[Records from a data source]
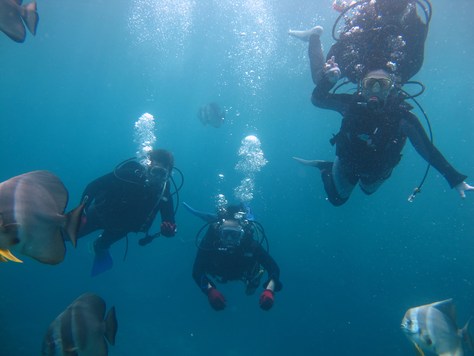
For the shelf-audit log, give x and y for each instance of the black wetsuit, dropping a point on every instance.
(370, 142)
(121, 202)
(242, 263)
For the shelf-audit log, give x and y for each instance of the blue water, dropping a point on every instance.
(69, 99)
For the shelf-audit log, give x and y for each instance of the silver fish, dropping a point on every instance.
(433, 328)
(81, 330)
(12, 15)
(32, 218)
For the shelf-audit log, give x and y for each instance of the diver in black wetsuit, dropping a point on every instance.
(127, 200)
(382, 34)
(376, 123)
(230, 252)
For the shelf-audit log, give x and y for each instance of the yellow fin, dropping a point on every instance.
(6, 255)
(418, 349)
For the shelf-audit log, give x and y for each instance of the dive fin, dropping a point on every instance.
(207, 217)
(466, 334)
(111, 326)
(30, 16)
(315, 163)
(102, 262)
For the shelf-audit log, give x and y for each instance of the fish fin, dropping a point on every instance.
(418, 350)
(102, 262)
(6, 255)
(314, 163)
(207, 217)
(101, 348)
(111, 326)
(9, 235)
(30, 16)
(446, 307)
(73, 222)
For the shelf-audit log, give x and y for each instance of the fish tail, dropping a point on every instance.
(30, 16)
(111, 326)
(6, 255)
(73, 222)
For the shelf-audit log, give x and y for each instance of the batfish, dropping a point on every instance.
(81, 329)
(211, 114)
(12, 15)
(433, 328)
(32, 218)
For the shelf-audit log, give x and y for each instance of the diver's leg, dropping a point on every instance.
(90, 222)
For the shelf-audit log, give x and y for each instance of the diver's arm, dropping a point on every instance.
(420, 141)
(323, 99)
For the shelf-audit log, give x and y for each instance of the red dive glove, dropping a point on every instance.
(216, 299)
(266, 299)
(168, 229)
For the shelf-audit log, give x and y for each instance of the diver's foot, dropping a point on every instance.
(306, 34)
(321, 165)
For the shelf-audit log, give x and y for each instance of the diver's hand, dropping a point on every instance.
(331, 70)
(216, 299)
(462, 188)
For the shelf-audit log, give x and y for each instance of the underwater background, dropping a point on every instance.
(70, 97)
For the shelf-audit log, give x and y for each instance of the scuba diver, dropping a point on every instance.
(230, 250)
(381, 34)
(211, 114)
(127, 200)
(376, 123)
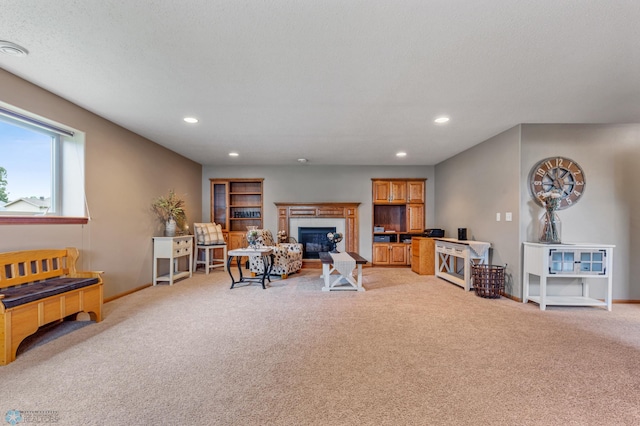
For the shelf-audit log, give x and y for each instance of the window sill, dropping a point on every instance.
(43, 220)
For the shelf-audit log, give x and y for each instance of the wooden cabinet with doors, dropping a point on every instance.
(398, 214)
(387, 191)
(395, 254)
(236, 204)
(423, 255)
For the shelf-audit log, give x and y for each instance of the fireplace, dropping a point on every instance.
(314, 240)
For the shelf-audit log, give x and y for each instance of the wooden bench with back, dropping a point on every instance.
(38, 287)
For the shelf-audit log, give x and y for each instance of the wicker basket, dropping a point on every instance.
(488, 280)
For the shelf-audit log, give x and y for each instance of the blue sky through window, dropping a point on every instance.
(26, 155)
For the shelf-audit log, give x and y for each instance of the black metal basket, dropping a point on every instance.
(488, 280)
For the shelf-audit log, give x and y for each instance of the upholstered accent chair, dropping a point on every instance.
(288, 256)
(209, 240)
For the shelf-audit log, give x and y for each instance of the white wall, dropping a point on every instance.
(308, 183)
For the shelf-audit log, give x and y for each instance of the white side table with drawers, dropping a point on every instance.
(172, 248)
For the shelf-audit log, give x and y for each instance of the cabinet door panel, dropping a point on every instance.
(381, 254)
(398, 254)
(415, 192)
(415, 218)
(398, 192)
(381, 192)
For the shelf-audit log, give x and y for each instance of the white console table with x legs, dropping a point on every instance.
(454, 259)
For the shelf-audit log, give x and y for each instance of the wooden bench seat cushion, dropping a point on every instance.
(16, 296)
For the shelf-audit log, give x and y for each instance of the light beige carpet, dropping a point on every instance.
(411, 350)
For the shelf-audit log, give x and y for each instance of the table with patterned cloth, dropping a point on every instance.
(266, 254)
(343, 264)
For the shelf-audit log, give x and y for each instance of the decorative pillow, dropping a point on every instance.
(208, 233)
(215, 233)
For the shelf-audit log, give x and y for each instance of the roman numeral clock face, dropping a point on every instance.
(557, 173)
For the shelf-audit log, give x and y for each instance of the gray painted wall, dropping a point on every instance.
(308, 183)
(492, 177)
(472, 187)
(609, 210)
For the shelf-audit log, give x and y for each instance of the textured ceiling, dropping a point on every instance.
(336, 82)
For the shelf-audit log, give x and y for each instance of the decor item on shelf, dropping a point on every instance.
(170, 210)
(252, 238)
(550, 225)
(334, 238)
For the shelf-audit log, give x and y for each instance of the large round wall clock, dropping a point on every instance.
(560, 174)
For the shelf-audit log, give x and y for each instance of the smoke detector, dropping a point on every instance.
(12, 49)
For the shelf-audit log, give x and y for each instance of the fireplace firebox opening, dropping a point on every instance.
(314, 241)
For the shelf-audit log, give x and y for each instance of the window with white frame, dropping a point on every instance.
(41, 167)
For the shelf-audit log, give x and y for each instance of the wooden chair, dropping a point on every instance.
(209, 238)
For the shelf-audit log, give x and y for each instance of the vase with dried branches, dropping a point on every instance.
(170, 210)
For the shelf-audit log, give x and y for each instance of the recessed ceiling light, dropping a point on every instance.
(12, 49)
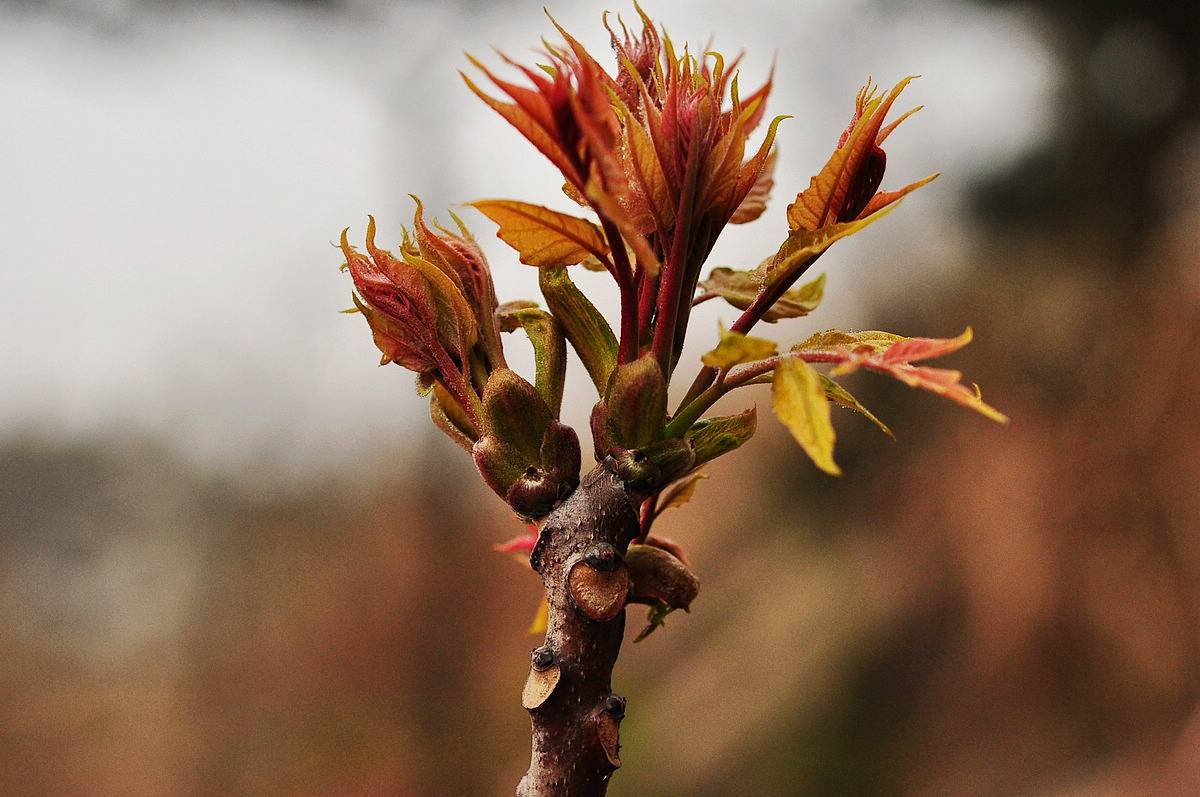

● **WRITTEN TASK**: Please give the listing from the line containing "branches, dropping a point on every instance." through the end of the listing as a two-column CSV with the headers input and output. Use one row for each input and its output, put each in a single quoted field with line breaks turned into spaces, and leave the pictures out.

● **OUTPUT FOR THIS EXERCISE**:
input,output
"For the shelf-audit log, give x and y for each instance of the vase with dried branches, dropping a point on every instance.","(170, 210)"
"For the shelf-audit log, give x and y for each instance of the recessed ceiling light, dropping a point on every instance.","(12, 49)"